— Exercise set —
• 1. In the passage on Reformed reading of the bible, how does the truth of scripture come to us for John Calvin?
• 2. Reproduce word for word the part of the passage on Reformed reading of the bible that opens with the words containing "A Reformed approach" and closes with "a true Christian.".

Skip to main content

A Reformed approach to the bible has never focused on a hyper-literal reading of the text. For John Calvin, the truth of scripture comes through God’s accommodation to our human condition. This is the beauty of a Reformed hermeneutic that takes the human aspects of the bible seriously. And yet, a hyper literal reading of the bible has made inroads into the Reformed community. Along with this is an underlying anti-intellectualism that lumps wisdom and schooling together. While Christian academic institutions are not beyond critique, they are increasingly under attack by those who are suspicious of higher education and the liberalizing effect they believe it has upon young people. Social, cultural, and political issues have been collapsed into a debate over how to read the bible, or what it means to be a true Christian.

— Data lines —

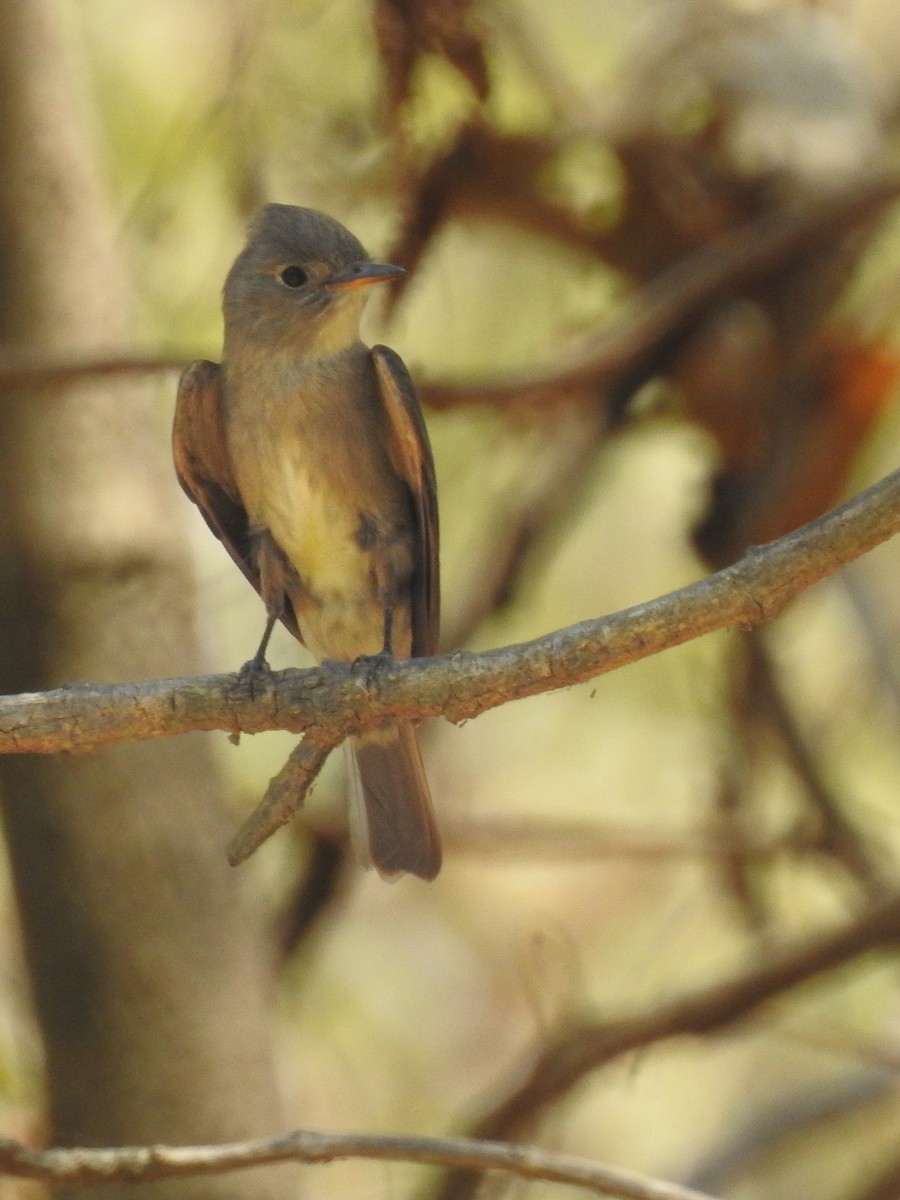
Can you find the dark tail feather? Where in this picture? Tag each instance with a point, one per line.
(393, 804)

— Results in order —
• 1. Through God’s accommodation to our human condition.

• 2.
A Reformed approach to the bible has never focused on a hyper-literal reading of the text. For John Calvin, the truth of scripture comes through God’s accommodation to our human condition. This is the beauty of a Reformed hermeneutic that takes the human aspects of the bible seriously. And yet, a hyper literal reading of the bible has made inroads into the Reformed community. Along with this is an underlying anti-intellectualism that lumps wisdom and schooling together. While Christian academic institutions are not beyond critique, they are increasingly under attack by those who are suspicious of higher education and the liberalizing effect they believe it has upon young people. Social, cultural, and political issues have been collapsed into a debate over how to read the bible, or what it means to be a true Christian.